-- Stated task --
Rewrite all of the material below, replacing each occurrence of "dropping a marker" with "placing a pin" and changing nothing else.

-- Supplied entries start --

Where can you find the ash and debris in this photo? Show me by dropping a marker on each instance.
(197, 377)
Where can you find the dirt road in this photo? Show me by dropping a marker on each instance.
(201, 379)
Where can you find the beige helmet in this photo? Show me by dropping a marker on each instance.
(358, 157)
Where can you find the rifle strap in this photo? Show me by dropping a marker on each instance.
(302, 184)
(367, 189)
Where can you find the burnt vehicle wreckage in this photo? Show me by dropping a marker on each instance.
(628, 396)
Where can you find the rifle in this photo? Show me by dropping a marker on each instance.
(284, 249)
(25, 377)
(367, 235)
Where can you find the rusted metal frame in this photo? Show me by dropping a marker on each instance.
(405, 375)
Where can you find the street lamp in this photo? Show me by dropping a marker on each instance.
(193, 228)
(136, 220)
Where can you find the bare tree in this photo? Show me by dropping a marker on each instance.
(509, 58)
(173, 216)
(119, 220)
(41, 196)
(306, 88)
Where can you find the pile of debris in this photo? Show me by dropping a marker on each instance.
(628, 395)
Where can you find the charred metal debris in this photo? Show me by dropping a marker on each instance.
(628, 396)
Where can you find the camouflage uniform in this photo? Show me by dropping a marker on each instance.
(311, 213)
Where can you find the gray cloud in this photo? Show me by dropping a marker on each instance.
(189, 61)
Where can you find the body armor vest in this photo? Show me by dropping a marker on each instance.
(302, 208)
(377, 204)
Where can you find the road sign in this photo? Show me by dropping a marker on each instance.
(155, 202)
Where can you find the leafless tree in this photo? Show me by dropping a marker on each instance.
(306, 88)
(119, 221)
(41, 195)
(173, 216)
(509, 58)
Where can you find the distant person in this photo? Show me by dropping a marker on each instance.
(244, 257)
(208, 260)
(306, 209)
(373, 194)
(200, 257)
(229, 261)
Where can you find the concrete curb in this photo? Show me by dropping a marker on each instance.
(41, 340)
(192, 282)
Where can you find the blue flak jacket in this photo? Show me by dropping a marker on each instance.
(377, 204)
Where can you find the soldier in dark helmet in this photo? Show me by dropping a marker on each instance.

-- Supplied entries end --

-- Written reply --
Where can you find the ash and debris in this photo? Show me by placing a pin on each instance.
(197, 377)
Where can you find the dirt road in this photo? Show me by placing a pin on each instance.
(201, 379)
Where can you find the beige helmet in this photo? Show me by placing a pin on each instance.
(358, 157)
Where can you find the rifle strap in this photo? Show me by placing a pin on each instance.
(302, 184)
(367, 189)
Where can you find the burnt vehicle wreckage in this photo? Show me by placing a pin on each instance.
(628, 396)
Where can you find the rifle in this photo? Show me by placing a pin on each instance.
(284, 249)
(25, 377)
(367, 235)
Where can you find the rusted metal frame in this photo? Show me by placing a pin on each instance.
(405, 375)
Where can you find the street lamp in this photo? Show me by placing a pin on each instance.
(193, 228)
(136, 220)
Where can you find the bare tree in this photo? Show me by placing a pin on each instance.
(509, 58)
(173, 216)
(119, 220)
(41, 196)
(306, 88)
Where can you find the pile of debris in this photo? Show me by placing a pin on each instance.
(628, 395)
Where can you find the charred metal debris in this photo? Show me by placing a pin on each instance.
(628, 396)
Where can you find the camouflage uniform in this photo? Show me by placing a pin on each instance.
(311, 213)
Where can you find the gray cloud in this photo? Show me by placing a pin on each instance.
(189, 61)
Where can you find the body armor vest in this photo? Show me by placing a pin on each instance.
(302, 208)
(377, 204)
Where can you find the road sign in this photo? Show me by placing a pin on each instance.
(155, 202)
Where can you find the leafless tree in this photo? Show me by placing a pin on each instance.
(306, 88)
(119, 221)
(41, 195)
(173, 216)
(509, 58)
Where can you find the distant person in this photo? Show me by placing a pin on each instance.
(244, 257)
(208, 260)
(306, 209)
(373, 194)
(200, 257)
(229, 261)
Where can you find the concrete curb in this photo? Show me by placing a pin on each instance.
(41, 340)
(192, 282)
Where can you find the blue flak jacket in this photo? Show me by placing a pin on each instance.
(377, 204)
Where can you find the soldier in dark helmet in this photo? Show me by placing a pin on each instance.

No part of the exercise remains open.